SELECTED TEXT:
- Opening Delimiter -
Some 98 per cent of college students who have casual sex while abroad do so under the influence of alcohol, new research has found.
Some 79 per cent of the group surveyed said they had drunk excessively before engaging in casual sex.
The study of more than 300 students was carried out by Ruth Buckley of the Guide sexual health clinic at St James's Hospital, Dublin, last year.
She found that 30 per cent of students had casual sex while abroad. Some 35 per cent of this group said they did not use protection.
While casual sex was more common among single people, those already in a relationship at home were more likely to have unprotected casual sex.
Ms Buckley found that the students had a lower than expected perception of risk, given their behaviour.
Some 63 per cent of men felt this behaviour was risky, while 79 per cent of women perceived the risk.
The study was conducted because of the increasing number of students travelling abroad.
Ms Buckley called for a health promotion campaign challenging how holidays were promoted. She also recommended the highlighting of the influence of alcohol and drugs on sexual health.
- Closing Delimiter -
EXTRACTED RECORDS:
- Opening Delimiter -
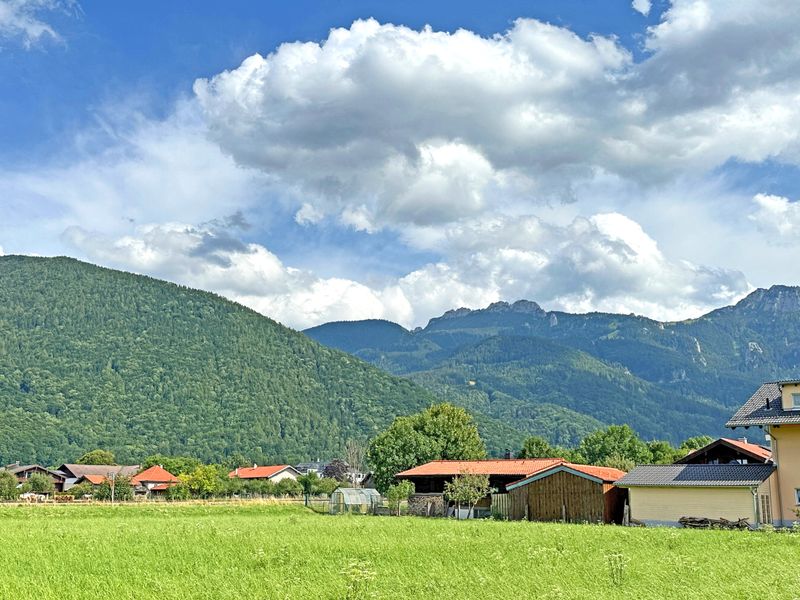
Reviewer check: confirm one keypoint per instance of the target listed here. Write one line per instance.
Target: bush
(8, 486)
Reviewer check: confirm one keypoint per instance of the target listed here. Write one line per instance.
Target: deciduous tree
(97, 457)
(442, 431)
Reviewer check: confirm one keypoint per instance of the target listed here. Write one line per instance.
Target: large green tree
(537, 447)
(97, 457)
(442, 431)
(41, 483)
(8, 486)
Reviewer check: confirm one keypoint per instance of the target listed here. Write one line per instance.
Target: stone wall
(426, 505)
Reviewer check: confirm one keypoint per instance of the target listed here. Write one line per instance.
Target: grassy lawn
(273, 551)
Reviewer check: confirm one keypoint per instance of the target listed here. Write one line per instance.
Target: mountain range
(561, 375)
(96, 358)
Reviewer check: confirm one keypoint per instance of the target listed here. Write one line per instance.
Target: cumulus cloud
(212, 258)
(642, 6)
(129, 171)
(383, 125)
(778, 218)
(20, 20)
(606, 262)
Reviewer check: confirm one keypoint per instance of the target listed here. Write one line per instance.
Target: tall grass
(268, 550)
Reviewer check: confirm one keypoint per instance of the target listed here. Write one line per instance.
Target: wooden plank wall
(559, 496)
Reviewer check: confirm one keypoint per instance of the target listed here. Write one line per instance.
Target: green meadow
(266, 551)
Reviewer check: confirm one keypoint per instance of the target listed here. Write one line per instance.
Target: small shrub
(617, 563)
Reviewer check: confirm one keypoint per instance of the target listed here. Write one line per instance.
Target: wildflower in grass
(617, 563)
(359, 576)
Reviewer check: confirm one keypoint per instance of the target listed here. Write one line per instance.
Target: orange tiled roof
(506, 466)
(95, 479)
(156, 474)
(607, 474)
(257, 472)
(764, 453)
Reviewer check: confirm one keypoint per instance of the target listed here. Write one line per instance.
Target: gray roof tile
(697, 475)
(756, 412)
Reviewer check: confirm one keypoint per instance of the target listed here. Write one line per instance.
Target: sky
(322, 161)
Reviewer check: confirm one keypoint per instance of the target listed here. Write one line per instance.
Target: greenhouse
(355, 500)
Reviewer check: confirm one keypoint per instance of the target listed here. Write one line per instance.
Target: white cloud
(385, 126)
(212, 259)
(642, 6)
(19, 19)
(130, 171)
(777, 217)
(606, 262)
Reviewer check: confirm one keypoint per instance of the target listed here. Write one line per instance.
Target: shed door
(567, 496)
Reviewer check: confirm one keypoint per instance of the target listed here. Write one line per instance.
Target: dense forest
(91, 357)
(562, 375)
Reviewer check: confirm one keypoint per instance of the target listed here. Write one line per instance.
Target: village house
(775, 408)
(153, 481)
(274, 473)
(570, 493)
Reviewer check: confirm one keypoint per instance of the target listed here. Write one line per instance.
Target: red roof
(258, 472)
(505, 466)
(607, 474)
(155, 474)
(764, 453)
(94, 479)
(522, 467)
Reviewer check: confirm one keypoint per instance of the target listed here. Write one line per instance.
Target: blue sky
(395, 160)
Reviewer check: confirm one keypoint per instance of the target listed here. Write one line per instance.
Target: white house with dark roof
(663, 494)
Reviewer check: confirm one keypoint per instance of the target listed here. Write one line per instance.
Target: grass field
(272, 551)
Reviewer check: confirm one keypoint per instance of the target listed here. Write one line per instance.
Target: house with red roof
(274, 473)
(154, 480)
(570, 492)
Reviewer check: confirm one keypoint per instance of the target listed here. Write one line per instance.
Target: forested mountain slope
(560, 375)
(91, 357)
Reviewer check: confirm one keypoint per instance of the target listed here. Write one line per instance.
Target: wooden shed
(570, 493)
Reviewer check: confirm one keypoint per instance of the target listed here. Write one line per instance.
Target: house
(505, 475)
(77, 473)
(728, 451)
(23, 472)
(568, 492)
(317, 466)
(775, 408)
(431, 477)
(154, 480)
(274, 473)
(663, 494)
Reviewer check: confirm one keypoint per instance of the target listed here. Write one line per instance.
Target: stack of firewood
(706, 523)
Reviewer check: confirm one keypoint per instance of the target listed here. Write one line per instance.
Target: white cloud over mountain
(606, 262)
(517, 161)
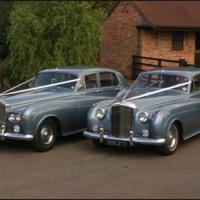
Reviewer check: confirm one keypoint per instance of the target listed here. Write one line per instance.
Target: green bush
(50, 34)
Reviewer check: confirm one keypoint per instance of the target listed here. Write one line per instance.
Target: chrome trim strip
(149, 141)
(158, 91)
(16, 136)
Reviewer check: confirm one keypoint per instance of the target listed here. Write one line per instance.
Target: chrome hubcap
(173, 137)
(47, 134)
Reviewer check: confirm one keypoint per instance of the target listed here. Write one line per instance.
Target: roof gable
(167, 14)
(179, 14)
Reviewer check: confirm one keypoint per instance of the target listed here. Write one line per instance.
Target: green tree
(5, 7)
(50, 34)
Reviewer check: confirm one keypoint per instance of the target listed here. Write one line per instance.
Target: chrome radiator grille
(2, 114)
(121, 121)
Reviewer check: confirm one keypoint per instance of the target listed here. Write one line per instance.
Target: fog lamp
(143, 117)
(18, 117)
(11, 117)
(145, 133)
(100, 113)
(95, 128)
(16, 129)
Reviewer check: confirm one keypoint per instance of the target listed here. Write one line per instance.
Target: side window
(108, 79)
(195, 84)
(91, 81)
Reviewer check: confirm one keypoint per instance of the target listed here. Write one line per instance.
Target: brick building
(155, 29)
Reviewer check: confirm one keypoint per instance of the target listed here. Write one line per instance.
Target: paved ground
(75, 169)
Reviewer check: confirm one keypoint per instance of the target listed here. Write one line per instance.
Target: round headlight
(16, 129)
(11, 117)
(18, 118)
(143, 117)
(100, 113)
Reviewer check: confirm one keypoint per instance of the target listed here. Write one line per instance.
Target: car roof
(184, 71)
(79, 69)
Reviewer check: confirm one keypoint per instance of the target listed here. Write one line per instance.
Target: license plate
(117, 143)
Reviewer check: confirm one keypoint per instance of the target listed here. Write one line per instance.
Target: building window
(177, 40)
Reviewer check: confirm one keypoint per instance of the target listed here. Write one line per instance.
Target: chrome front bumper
(131, 140)
(15, 136)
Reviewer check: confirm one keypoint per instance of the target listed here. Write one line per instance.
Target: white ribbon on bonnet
(34, 88)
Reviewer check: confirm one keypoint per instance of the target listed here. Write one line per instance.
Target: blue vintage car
(162, 108)
(41, 115)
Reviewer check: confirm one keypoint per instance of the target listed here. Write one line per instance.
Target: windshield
(47, 78)
(155, 83)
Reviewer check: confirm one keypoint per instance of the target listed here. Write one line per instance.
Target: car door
(195, 99)
(89, 92)
(109, 84)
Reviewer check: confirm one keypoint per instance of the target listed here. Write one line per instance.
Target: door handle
(99, 91)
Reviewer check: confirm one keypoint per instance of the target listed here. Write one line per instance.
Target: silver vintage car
(162, 107)
(57, 104)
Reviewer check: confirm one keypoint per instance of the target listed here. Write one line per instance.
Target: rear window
(91, 81)
(108, 79)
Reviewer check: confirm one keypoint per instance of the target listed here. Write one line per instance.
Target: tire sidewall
(37, 143)
(166, 149)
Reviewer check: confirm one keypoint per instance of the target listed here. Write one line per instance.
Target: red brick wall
(120, 38)
(159, 45)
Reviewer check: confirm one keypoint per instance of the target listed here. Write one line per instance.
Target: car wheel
(98, 144)
(172, 141)
(45, 137)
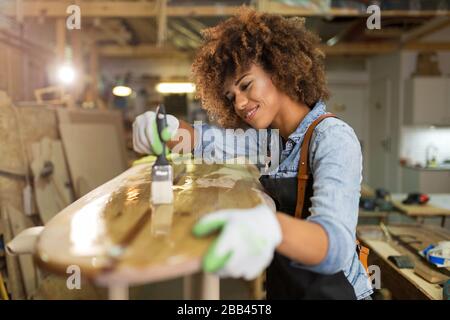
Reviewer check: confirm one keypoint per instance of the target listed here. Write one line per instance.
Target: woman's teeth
(251, 113)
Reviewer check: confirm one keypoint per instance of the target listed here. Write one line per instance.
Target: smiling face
(254, 97)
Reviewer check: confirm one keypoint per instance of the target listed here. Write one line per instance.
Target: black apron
(285, 281)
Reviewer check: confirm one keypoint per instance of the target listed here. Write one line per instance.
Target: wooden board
(111, 234)
(112, 117)
(53, 192)
(420, 210)
(35, 124)
(404, 283)
(384, 250)
(15, 283)
(19, 223)
(93, 153)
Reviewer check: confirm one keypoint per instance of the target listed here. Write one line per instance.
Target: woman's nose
(241, 101)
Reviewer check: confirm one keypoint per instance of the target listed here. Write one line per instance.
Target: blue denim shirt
(336, 164)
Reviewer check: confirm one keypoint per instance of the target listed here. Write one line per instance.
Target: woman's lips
(251, 114)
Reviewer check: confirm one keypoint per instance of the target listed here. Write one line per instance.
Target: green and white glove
(246, 244)
(145, 133)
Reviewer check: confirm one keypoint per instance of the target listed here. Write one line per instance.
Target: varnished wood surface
(420, 210)
(114, 235)
(403, 283)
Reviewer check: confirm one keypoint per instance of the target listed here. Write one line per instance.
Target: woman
(265, 71)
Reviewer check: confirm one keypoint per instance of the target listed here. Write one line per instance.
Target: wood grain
(111, 234)
(420, 210)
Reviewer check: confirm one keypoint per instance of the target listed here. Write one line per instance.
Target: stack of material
(35, 183)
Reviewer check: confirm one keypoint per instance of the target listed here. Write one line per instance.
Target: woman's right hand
(143, 136)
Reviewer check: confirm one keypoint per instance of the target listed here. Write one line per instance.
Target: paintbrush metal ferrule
(162, 182)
- Closing Delimiter -
TASK SET:
- 1) Check whether each statement agrees with the article about students having casual sex abroad: (a) the study covered more than 300 students; (b) single people were more likely to have unprotected casual sex; (c) a larger share of women than men saw the behavior as risky. For each, give yes or no along with the deciding words from the article, quoted exactly.
- 2) According to the article about students having casual sex abroad, which clinic was Ruth Buckley with?
- 3) Go on with the article about students having casual sex abroad, picking up after its final sentence.

EXPECTED RESPONSES:
- 1)
(a) Yes: "The study of more than 300 students"
(b) No: "those already in a relationship at home were more likely to have unprotected casual sex."
(c) Yes: "Some 63 per cent of men felt this behaviour was risky, while 79 per cent of women perceived the risk."

- 2) The Guide sexual health clinic at St James's Hospital, Dublin.

- 3)
The research is being displayed at the three-day joint conference of the British HIV Association and the British Association for Sexual Health and HIV, which concludes in Dublin today. The Guide clinic also presented research on the effect of HIV on the older population.
Prof Fiona Mulcahy, director of the clinic, said the research highlighted how patients could not be typecast by medical staff.
The hospital's HIV clinic has 27 patients aged 60 years and over.
The study interviewed 12 of these, including one 81-year-old man.
She said a geriatric clinic seeing an 81-year-old would never associate his age group with HIV infection.
Of the 12 patients, six had contracted the infection from bisexual contact, five from heterosexual contact and one from a blood transfusion. The research found that HIV diagnosis led to the onset of insomnia in half of the patients, while one third described "significant anxiety symptoms".
Nine of the 12 patients interviewed had been having sex before diagnosis, but just one still had sex after diagnosis, the study found.